> **CATATAN TERSEDIA**:
>>
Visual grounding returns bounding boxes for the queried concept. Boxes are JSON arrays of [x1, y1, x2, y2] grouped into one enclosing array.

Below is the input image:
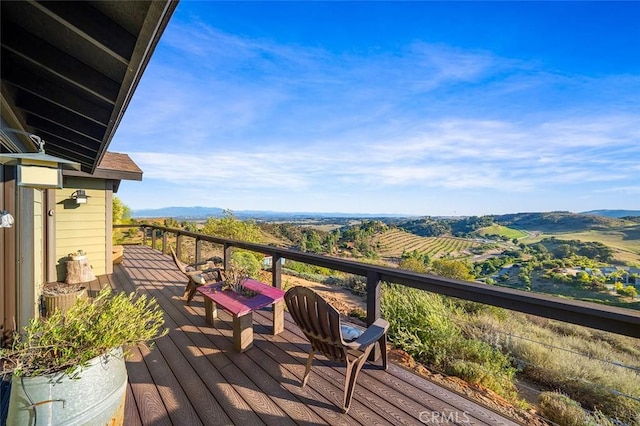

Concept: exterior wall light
[[0, 127, 80, 188], [71, 189, 89, 204]]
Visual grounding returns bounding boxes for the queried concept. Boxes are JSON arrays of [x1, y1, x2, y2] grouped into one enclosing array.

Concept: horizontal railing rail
[[114, 224, 640, 338]]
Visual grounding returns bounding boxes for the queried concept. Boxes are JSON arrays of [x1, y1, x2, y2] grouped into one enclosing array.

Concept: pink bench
[[197, 279, 284, 352]]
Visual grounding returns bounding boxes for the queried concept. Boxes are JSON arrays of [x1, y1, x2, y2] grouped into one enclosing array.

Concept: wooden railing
[[114, 224, 640, 338]]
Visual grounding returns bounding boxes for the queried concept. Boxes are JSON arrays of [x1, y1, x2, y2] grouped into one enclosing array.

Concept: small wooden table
[[197, 279, 284, 352]]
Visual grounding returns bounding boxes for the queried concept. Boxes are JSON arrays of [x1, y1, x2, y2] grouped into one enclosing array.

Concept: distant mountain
[[132, 206, 224, 219], [582, 210, 640, 217], [132, 207, 408, 220], [494, 212, 629, 232]]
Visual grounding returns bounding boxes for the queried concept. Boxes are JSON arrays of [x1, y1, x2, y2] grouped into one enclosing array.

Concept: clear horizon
[[109, 0, 640, 216]]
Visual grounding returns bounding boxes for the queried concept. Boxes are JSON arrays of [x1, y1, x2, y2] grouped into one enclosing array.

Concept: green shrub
[[0, 289, 168, 376], [538, 392, 587, 426], [231, 250, 262, 279], [381, 285, 515, 398]]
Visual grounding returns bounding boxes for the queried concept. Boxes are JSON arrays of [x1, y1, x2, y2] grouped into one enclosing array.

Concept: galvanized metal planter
[[7, 348, 127, 426]]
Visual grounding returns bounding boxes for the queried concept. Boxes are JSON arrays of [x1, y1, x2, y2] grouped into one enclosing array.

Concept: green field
[[476, 224, 529, 240], [374, 229, 480, 258], [527, 226, 640, 265]]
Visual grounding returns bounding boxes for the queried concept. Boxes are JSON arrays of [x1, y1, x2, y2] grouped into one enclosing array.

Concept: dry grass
[[467, 312, 640, 424]]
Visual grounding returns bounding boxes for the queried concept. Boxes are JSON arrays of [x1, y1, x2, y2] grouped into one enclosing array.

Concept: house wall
[[16, 188, 44, 329], [55, 176, 111, 281]]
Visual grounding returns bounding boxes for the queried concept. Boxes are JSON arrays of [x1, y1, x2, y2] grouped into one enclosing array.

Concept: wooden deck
[[109, 246, 517, 426]]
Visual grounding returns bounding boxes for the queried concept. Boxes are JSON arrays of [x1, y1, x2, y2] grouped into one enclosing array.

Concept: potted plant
[[222, 265, 258, 299], [69, 250, 87, 260], [42, 283, 87, 316], [0, 289, 167, 425]]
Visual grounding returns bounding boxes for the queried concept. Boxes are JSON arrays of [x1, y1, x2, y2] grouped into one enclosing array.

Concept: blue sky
[[109, 0, 640, 216]]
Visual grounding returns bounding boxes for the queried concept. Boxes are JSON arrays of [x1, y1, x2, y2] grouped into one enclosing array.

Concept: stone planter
[[7, 348, 127, 426], [42, 287, 87, 316]]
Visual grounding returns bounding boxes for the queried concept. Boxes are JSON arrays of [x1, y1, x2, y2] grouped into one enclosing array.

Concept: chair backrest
[[169, 246, 195, 275], [284, 286, 347, 361]]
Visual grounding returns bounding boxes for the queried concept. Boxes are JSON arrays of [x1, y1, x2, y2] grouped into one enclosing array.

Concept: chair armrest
[[189, 268, 222, 284], [346, 318, 389, 350]]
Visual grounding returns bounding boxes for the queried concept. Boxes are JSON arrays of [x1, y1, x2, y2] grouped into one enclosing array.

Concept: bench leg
[[273, 302, 284, 336], [233, 312, 253, 352], [204, 297, 218, 325]]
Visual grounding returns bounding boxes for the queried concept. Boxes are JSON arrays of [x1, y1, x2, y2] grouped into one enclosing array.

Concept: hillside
[[373, 229, 480, 259], [494, 212, 634, 233], [582, 210, 640, 218]]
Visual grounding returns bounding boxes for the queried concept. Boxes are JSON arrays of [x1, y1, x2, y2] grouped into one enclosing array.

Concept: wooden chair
[[284, 286, 389, 413], [170, 247, 224, 305]]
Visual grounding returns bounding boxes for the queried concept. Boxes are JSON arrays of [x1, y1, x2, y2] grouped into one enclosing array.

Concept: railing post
[[271, 253, 282, 289], [224, 243, 233, 271], [162, 229, 168, 254], [367, 270, 386, 361], [151, 228, 157, 250], [176, 232, 182, 259], [193, 237, 202, 263]]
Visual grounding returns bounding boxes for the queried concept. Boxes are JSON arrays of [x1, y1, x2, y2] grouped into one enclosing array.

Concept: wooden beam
[[2, 22, 120, 103], [2, 63, 111, 125], [33, 2, 136, 64], [16, 92, 106, 140]]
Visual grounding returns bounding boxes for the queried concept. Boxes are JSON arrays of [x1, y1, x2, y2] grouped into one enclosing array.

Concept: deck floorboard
[[111, 246, 517, 426]]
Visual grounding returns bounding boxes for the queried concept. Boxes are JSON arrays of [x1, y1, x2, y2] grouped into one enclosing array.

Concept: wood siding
[[54, 177, 106, 281]]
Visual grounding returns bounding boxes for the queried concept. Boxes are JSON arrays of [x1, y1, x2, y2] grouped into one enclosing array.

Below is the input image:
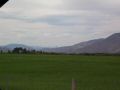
<<
> **PETUNJUK TUGAS**:
Temukan semua baris dalam catatan di atas yang memuat kata "railing", lalu salin baris-baris itu. Perhatikan huruf besar dan huruf kecil.

> **JAWABAN LATIHAN**:
Concept: horizontal railing rail
Concept: wooden railing
Concept: railing post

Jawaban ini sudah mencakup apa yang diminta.